» WHAT THE EXERCISE ASKS
Copy the lines between the one holding "Draw the outline of every instance of the white" and the one holding "117], [327, 121]]", inclusive, swapping "facial stripe" for "face marking" and leaving everything else unchanged. Omit the pictures from your answer.

» TASK DATA
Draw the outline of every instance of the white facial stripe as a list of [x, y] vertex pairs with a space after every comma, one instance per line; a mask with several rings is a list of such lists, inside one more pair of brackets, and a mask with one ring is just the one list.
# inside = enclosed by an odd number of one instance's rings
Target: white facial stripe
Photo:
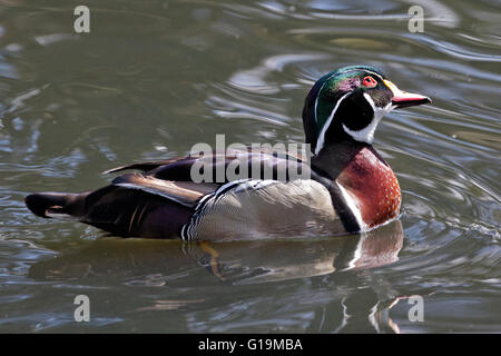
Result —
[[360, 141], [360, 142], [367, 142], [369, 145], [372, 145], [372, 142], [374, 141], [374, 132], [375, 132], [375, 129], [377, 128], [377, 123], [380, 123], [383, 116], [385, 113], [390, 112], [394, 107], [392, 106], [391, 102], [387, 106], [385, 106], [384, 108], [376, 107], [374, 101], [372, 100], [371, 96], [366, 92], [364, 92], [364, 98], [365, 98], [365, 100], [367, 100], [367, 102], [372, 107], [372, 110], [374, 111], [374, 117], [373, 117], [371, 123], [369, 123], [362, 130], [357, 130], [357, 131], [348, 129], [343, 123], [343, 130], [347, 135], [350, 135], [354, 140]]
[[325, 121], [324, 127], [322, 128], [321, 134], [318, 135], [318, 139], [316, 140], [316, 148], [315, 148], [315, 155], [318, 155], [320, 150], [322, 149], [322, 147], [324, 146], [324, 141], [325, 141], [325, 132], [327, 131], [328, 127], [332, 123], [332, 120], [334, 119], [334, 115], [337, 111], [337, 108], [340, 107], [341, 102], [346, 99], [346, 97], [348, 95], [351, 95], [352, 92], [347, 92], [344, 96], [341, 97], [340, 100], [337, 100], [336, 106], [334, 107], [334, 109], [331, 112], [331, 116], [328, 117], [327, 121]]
--
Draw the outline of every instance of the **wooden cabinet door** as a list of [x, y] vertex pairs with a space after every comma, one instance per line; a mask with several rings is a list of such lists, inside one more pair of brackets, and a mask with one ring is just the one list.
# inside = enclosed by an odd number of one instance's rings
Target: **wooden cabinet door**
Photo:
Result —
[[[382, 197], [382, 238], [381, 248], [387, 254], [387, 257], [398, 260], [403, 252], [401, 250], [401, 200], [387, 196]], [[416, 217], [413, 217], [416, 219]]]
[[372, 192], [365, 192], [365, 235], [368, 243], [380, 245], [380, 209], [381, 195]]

» CORRECT RESPONSE
Draw the outline of every instance of the white face marking as a list of [x, y] vertex pairs with a space after every comma, one instance per line; a mask with several rings is a list of such lists, inside one more pair of brackets, and a mask with one ring is just the one list.
# inside = enclosed by an odd number of one instance's rings
Target: white face marking
Photo:
Result —
[[360, 141], [360, 142], [367, 142], [369, 145], [372, 145], [372, 142], [374, 141], [374, 132], [375, 132], [375, 129], [377, 128], [377, 123], [380, 123], [383, 116], [385, 113], [390, 112], [394, 107], [392, 106], [391, 102], [387, 106], [385, 106], [384, 108], [376, 107], [374, 101], [372, 100], [371, 96], [366, 92], [364, 92], [364, 98], [365, 98], [365, 100], [367, 100], [367, 102], [372, 107], [372, 110], [374, 111], [374, 117], [373, 117], [371, 123], [369, 123], [362, 130], [357, 130], [357, 131], [348, 129], [343, 123], [343, 130], [347, 135], [350, 135], [354, 140]]
[[325, 121], [324, 127], [322, 128], [321, 134], [318, 135], [318, 139], [316, 140], [316, 148], [315, 148], [315, 155], [318, 155], [320, 150], [322, 149], [322, 147], [324, 146], [324, 141], [325, 141], [325, 132], [327, 131], [328, 127], [332, 123], [332, 120], [334, 119], [334, 115], [337, 111], [337, 108], [340, 107], [341, 102], [346, 99], [346, 97], [348, 95], [351, 95], [352, 92], [347, 92], [344, 96], [341, 97], [340, 100], [337, 100], [336, 106], [334, 107], [334, 109], [331, 112], [331, 116], [328, 117], [327, 121]]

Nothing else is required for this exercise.